### Problem statement
Among the records that follow, find each line holding the word "trace" and copy it.

Stored data entries:
====================

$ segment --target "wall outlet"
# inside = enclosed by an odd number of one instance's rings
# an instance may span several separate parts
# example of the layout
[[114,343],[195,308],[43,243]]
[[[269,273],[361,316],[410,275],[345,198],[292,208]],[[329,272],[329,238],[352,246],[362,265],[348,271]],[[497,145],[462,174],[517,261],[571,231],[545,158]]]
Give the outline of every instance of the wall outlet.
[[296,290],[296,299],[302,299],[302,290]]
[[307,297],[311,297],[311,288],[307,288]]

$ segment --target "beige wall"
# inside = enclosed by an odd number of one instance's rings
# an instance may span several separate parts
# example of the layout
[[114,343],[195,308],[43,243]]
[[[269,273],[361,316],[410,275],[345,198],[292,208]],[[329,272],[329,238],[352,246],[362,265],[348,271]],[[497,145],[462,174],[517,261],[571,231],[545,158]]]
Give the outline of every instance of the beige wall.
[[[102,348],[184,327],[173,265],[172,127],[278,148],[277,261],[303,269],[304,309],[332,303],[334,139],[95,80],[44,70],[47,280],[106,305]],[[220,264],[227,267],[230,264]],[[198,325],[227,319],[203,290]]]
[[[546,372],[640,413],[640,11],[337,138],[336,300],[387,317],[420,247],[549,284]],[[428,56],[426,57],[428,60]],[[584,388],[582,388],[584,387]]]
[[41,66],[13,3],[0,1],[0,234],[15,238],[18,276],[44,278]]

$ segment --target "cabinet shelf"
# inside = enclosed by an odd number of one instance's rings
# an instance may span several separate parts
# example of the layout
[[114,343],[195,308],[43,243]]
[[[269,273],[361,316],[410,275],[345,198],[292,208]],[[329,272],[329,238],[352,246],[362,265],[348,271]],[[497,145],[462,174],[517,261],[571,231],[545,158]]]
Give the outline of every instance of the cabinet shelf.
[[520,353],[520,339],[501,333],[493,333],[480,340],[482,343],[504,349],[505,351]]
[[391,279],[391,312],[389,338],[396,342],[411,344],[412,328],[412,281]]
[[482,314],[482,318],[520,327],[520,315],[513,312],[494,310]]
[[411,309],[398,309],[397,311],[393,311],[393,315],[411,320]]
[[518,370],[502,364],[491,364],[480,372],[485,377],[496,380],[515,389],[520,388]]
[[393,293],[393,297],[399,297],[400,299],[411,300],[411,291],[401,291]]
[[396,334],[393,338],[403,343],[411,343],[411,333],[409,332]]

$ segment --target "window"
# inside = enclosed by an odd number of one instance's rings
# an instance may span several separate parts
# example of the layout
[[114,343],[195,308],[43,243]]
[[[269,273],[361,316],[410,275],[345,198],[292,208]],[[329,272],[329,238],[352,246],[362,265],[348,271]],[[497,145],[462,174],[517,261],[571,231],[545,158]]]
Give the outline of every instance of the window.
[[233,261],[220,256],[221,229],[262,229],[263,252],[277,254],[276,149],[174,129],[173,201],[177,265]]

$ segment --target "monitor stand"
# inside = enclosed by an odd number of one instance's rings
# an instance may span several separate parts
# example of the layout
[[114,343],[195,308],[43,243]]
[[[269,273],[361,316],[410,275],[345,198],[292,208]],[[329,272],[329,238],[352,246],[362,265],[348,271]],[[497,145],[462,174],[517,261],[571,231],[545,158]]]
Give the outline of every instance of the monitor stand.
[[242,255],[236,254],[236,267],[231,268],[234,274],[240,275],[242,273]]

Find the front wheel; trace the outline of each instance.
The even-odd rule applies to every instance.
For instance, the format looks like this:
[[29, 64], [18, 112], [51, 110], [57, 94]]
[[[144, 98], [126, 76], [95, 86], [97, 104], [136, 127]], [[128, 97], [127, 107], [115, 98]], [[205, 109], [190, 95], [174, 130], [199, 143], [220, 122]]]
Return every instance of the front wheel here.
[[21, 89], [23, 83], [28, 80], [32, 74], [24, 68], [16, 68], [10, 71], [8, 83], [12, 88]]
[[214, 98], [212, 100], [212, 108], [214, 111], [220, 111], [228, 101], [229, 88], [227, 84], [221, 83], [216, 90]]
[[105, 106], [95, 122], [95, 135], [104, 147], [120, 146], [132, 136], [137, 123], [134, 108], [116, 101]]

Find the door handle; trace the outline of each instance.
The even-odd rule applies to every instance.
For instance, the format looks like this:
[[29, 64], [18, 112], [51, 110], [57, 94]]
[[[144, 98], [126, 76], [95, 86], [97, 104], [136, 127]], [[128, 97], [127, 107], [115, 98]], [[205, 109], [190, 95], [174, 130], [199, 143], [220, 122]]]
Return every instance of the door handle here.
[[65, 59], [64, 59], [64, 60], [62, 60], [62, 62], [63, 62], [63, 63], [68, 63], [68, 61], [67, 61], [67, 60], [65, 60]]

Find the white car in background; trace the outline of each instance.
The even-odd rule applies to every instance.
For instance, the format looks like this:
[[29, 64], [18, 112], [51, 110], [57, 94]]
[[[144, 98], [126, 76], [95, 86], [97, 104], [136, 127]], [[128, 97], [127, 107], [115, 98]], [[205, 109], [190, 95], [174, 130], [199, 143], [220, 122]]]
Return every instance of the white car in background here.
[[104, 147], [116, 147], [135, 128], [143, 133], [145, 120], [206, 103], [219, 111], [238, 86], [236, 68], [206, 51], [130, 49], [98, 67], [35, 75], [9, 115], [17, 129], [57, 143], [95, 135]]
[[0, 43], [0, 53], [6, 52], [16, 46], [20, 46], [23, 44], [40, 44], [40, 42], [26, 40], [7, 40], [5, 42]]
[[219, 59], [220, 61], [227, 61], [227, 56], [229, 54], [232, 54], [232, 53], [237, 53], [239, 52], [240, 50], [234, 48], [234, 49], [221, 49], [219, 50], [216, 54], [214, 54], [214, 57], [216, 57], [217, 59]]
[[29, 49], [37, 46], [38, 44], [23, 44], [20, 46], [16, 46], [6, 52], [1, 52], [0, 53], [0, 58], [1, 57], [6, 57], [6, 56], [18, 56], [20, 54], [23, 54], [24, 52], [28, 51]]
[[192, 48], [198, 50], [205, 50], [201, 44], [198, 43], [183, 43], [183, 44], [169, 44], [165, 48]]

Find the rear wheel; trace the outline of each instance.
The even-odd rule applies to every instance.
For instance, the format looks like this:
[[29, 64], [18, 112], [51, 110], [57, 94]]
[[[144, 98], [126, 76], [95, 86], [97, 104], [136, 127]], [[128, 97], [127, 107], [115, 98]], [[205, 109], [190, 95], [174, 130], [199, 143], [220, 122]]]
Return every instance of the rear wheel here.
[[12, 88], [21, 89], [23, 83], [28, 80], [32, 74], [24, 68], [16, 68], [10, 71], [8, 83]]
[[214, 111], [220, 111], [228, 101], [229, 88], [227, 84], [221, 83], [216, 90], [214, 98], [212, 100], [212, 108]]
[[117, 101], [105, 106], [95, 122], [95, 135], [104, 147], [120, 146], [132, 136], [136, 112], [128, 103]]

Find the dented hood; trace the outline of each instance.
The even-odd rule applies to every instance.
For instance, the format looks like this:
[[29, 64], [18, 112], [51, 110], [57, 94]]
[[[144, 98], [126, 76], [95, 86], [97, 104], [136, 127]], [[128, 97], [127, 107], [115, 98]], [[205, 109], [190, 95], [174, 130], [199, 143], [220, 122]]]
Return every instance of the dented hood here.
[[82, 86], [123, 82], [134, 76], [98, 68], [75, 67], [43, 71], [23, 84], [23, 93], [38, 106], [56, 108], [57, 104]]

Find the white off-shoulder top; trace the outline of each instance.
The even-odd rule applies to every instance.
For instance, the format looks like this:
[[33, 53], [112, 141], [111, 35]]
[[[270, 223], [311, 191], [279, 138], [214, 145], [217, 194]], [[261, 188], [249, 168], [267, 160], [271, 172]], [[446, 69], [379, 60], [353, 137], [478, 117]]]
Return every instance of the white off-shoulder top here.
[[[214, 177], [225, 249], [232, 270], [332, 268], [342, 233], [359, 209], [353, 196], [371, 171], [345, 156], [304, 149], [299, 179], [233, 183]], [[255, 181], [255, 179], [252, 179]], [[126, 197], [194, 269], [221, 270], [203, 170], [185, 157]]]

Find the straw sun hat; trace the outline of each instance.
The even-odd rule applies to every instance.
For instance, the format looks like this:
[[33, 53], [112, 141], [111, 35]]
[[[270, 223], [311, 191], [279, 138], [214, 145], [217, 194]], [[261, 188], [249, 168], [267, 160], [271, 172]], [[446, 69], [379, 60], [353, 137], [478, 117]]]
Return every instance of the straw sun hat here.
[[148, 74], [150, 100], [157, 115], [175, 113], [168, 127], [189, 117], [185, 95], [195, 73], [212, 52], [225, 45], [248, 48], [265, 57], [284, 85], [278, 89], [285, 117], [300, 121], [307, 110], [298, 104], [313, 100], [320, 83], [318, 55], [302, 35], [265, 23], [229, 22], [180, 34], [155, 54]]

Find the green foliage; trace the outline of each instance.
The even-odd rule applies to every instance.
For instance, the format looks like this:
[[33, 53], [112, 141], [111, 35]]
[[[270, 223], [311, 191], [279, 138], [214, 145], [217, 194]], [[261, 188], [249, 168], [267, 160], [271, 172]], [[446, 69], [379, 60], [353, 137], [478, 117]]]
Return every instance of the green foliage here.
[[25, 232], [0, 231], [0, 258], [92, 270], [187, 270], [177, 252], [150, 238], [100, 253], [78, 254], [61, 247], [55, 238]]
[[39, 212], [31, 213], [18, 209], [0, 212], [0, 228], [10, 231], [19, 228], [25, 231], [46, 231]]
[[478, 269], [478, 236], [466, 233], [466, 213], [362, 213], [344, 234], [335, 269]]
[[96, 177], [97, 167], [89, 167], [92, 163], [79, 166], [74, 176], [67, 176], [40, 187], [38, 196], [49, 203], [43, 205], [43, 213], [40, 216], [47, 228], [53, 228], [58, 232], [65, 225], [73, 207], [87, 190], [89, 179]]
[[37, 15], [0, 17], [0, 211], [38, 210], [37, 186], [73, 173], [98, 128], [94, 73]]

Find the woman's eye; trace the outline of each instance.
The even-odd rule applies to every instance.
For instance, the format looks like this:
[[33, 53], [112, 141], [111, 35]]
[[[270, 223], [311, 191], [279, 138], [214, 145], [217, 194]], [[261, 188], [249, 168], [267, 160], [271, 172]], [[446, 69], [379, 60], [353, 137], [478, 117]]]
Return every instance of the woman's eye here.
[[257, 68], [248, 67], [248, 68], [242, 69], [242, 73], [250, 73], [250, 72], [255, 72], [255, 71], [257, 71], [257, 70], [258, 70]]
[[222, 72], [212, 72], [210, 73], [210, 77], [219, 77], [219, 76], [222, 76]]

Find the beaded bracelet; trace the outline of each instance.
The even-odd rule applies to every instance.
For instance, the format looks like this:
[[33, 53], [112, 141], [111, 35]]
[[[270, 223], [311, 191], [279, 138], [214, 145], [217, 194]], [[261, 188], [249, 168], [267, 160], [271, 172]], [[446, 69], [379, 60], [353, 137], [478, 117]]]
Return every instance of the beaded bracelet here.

====================

### Exercise answer
Find the front wheel; trace the outline of each instance.
Find the door handle; trace the outline of each instance.
Find the white car in background; trace the outline of each instance.
Find the rear wheel; trace the outline of each instance.
Find the dented hood; trace the outline of each instance.
Find the white off-shoulder top; trace the outline of each instance.
Find the straw sun hat; trace the outline of each instance.
Find the green foliage; trace the outline of each instance.
Find the woman's eye; trace the outline of each instance.
Find the beaded bracelet; trace the outline of each instance.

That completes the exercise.